What you will do: Write back every entry exactly as it reads, with the pictures left behind.

------ Excerpted records

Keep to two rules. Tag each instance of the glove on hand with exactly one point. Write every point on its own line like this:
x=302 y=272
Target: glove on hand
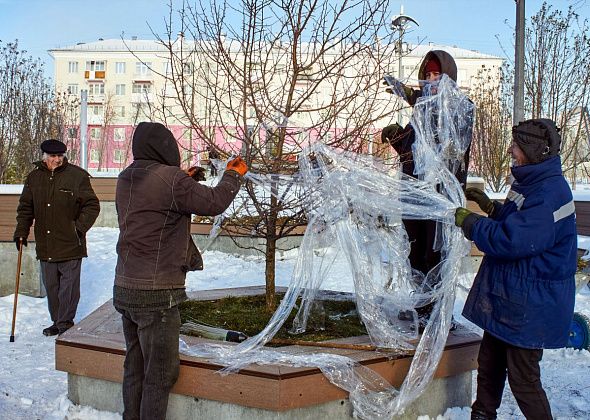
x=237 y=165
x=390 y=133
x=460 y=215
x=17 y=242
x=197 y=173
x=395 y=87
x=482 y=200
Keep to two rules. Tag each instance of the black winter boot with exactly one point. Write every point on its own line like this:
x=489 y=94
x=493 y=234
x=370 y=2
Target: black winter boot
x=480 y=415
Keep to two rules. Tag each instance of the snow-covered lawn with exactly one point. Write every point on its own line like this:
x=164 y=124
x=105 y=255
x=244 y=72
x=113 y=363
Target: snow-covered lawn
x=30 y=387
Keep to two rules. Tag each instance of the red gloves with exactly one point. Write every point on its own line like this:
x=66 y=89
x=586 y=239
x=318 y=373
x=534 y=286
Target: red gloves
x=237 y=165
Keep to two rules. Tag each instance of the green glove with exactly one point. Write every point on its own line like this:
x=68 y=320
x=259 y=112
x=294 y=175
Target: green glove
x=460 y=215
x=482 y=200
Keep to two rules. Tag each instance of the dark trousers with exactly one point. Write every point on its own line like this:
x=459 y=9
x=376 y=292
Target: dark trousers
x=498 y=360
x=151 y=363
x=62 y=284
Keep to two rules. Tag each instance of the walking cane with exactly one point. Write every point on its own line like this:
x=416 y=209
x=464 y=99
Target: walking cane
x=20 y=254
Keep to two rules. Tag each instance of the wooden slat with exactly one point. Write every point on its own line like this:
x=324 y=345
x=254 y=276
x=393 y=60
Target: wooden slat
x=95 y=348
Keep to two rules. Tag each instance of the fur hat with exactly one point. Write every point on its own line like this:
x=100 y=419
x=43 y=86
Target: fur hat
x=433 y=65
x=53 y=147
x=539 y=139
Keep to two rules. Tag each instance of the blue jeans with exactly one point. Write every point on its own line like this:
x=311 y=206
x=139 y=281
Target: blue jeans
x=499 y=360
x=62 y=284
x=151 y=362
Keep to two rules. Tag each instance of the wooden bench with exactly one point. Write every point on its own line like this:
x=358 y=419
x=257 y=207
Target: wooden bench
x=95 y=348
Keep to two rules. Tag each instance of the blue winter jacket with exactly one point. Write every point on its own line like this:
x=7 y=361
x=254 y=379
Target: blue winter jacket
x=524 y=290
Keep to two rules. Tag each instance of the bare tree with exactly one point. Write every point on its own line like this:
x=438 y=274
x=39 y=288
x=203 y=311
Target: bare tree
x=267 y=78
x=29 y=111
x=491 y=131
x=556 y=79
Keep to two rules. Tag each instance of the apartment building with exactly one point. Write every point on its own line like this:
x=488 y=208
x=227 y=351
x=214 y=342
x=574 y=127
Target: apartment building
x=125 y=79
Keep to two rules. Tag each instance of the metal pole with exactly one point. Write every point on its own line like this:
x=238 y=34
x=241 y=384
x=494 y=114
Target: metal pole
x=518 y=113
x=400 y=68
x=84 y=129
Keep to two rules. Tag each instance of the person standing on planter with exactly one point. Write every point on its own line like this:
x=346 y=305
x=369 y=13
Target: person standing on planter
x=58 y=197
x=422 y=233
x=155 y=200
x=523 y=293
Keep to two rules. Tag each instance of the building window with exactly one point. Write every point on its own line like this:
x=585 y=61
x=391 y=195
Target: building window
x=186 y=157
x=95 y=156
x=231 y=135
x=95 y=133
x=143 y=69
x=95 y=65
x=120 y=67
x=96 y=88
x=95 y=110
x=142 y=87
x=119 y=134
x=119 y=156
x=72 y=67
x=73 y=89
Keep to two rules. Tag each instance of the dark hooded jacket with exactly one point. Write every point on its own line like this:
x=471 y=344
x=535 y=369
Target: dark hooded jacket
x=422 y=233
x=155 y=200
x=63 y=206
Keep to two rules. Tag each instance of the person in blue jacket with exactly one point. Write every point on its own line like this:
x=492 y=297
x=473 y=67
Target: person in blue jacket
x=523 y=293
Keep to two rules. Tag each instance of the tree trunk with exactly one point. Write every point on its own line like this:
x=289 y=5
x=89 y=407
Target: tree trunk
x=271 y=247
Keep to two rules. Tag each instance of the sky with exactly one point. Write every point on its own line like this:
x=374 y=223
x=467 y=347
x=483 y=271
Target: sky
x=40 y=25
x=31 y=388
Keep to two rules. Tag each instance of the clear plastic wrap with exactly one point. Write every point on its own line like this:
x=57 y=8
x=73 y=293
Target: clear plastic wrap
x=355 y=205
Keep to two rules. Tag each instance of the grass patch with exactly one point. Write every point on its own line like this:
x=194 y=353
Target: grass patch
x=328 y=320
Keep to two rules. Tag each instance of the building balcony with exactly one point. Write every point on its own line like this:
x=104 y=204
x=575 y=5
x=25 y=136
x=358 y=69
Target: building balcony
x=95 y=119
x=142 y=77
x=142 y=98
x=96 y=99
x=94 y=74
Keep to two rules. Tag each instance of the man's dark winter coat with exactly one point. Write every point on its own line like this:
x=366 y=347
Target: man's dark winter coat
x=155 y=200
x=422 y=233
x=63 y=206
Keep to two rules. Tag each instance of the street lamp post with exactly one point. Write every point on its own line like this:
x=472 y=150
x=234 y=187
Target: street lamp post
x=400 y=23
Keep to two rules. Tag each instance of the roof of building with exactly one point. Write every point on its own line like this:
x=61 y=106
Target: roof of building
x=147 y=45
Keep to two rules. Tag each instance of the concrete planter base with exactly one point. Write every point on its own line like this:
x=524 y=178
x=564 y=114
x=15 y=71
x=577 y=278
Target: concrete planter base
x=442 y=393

------------

Answer to the exercise:
Keep to two rules. Tag each instance of the glove on hand with exactly one point. Write every point on its own line like this:
x=302 y=272
Target: glove on hand
x=237 y=165
x=390 y=133
x=460 y=215
x=17 y=242
x=197 y=173
x=395 y=87
x=482 y=200
Keep to two rules. Tag each instance of the black winter boot with exactly one point. Write every point on its own line like this:
x=489 y=94
x=493 y=234
x=370 y=2
Target: black winter boot
x=480 y=415
Keep to two rules. Tag each instance of the snow-covered lawn with exactly one point. Write every point on its own line like this:
x=164 y=124
x=105 y=255
x=244 y=72
x=113 y=363
Target: snow-covered lawn
x=30 y=387
Keep to two rules. Tag each instance of the red gloves with exactly one point. Write every point on its own line like this:
x=66 y=89
x=586 y=239
x=318 y=373
x=534 y=286
Target: red gloves
x=237 y=165
Keep to two rules. Tag each instance of the green glove with exactly one point. Write every point on its own line like this:
x=68 y=320
x=259 y=112
x=294 y=175
Target: green glove
x=460 y=215
x=482 y=200
Keep to two rules. Tag each instance of the dark trousers with exactly one point. Write every point on its own line like this:
x=459 y=9
x=376 y=292
Target: dark trousers
x=498 y=360
x=151 y=363
x=62 y=284
Keep to two rules. Tag each instance of the walking cane with exactly one point. Write every point on its own line like this:
x=416 y=209
x=464 y=99
Target: walking cane
x=20 y=254
Keep to two rules. Tag each instance of the wooden slat with exactly one point. Write every point on its own line like this:
x=324 y=345
x=254 y=276
x=393 y=60
Target: wooden slat
x=95 y=348
Keep to two rules. Tag each instance of the fur hat with exactly one point. Write every point on its own line like this:
x=100 y=419
x=43 y=86
Target: fur hat
x=433 y=65
x=53 y=147
x=539 y=139
Keep to two rules. Tag each instance of the blue jeans with exactly one point. Write every point on its own line like this:
x=311 y=206
x=139 y=281
Target: blue jeans
x=499 y=360
x=62 y=284
x=151 y=362
Keep to two rules. Tag each instance of the wooden bench with exactly one point. Write every point on its own line like this:
x=358 y=419
x=257 y=207
Target: wooden bench
x=95 y=348
Keep to two rules. Tag each instance of the blue winter jacket with exactly one point. Write every point on its own line like this:
x=7 y=361
x=254 y=379
Target: blue winter jacket
x=524 y=290
Keep to two rules. Tag each instance of the bare tree with exactly one point. Write every point on its own line like this:
x=438 y=274
x=39 y=288
x=203 y=311
Target: bare tree
x=267 y=78
x=29 y=111
x=491 y=131
x=556 y=79
Keep to two rules. Tag each instance of the apartment building with exactly one point. Write every point on its own line like this:
x=488 y=208
x=227 y=351
x=214 y=342
x=574 y=127
Target: apartment building
x=125 y=79
Keep to two rules. Tag each instance of the metal pole with exactly one point. Write every point on its own line like this:
x=238 y=34
x=241 y=384
x=494 y=114
Target: metal pole
x=518 y=113
x=400 y=68
x=84 y=129
Keep to two rules. Tag each instance of the person standing on planter with exactly one point. Write every point on its own line like this:
x=346 y=305
x=369 y=13
Target: person standing on planter
x=58 y=197
x=422 y=233
x=155 y=200
x=523 y=293
Keep to two rules. Tag each instance of the building window with exactly one point. Write every point on its own line like this:
x=585 y=61
x=391 y=195
Target: building window
x=186 y=157
x=95 y=156
x=231 y=135
x=95 y=133
x=143 y=69
x=95 y=65
x=120 y=67
x=96 y=88
x=95 y=110
x=142 y=87
x=119 y=134
x=119 y=156
x=72 y=67
x=73 y=89
Keep to two rules. Tag each instance of the dark hooded jacket with exactly one point. Write every point on its own line like this:
x=471 y=344
x=535 y=369
Target: dark hooded jacket
x=422 y=233
x=155 y=200
x=63 y=206
Keep to two rules. Tag each instance of the person in blue jacket with exactly one point. Write every point on its own line like this:
x=492 y=297
x=473 y=67
Target: person in blue jacket
x=523 y=293
Keep to two rules. Tag each instance of the tree trunk with exactly one point. Write every point on its own line like this:
x=289 y=5
x=89 y=407
Target: tree trunk
x=271 y=247
Keep to two rules. Tag each instance of the sky with exactly one point. Write every point on its own line like this:
x=374 y=223
x=467 y=347
x=483 y=271
Target: sky
x=40 y=25
x=31 y=388
Keep to two rules. Tag each instance of the clear plastic wrap with exactly one point. Write every point on its own line like this:
x=57 y=8
x=73 y=293
Target: clear plastic wrap
x=355 y=205
Keep to two rules. Tag each instance of the grass patch with exactly one point. Write every point on its own line like this:
x=194 y=353
Target: grass patch
x=328 y=320
Keep to two rules. Tag each instance of the building balcony with exactly one point. Write every point on its own line like this:
x=104 y=204
x=575 y=5
x=25 y=136
x=358 y=69
Target: building balcony
x=95 y=119
x=142 y=77
x=142 y=98
x=96 y=99
x=94 y=74
Keep to two rules. Tag each instance of the man's dark winter coat with exactly one point. Write every point on its own line like this:
x=366 y=347
Target: man's dark winter coat
x=155 y=200
x=422 y=233
x=63 y=206
Keep to two rules. Tag each instance of the street lamp post with exactly one point. Write every point on its own line like this:
x=472 y=150
x=234 y=187
Target: street lamp post
x=400 y=23
Keep to two rules. Tag each instance of the roof of building with exactly one point. Write every point on its own line like this:
x=61 y=106
Target: roof of building
x=147 y=45
Keep to two rules. Tag each instance of the concrete planter base with exactly one point. Write every point on its own line like this:
x=524 y=178
x=564 y=114
x=15 y=71
x=577 y=278
Target: concrete planter base
x=442 y=393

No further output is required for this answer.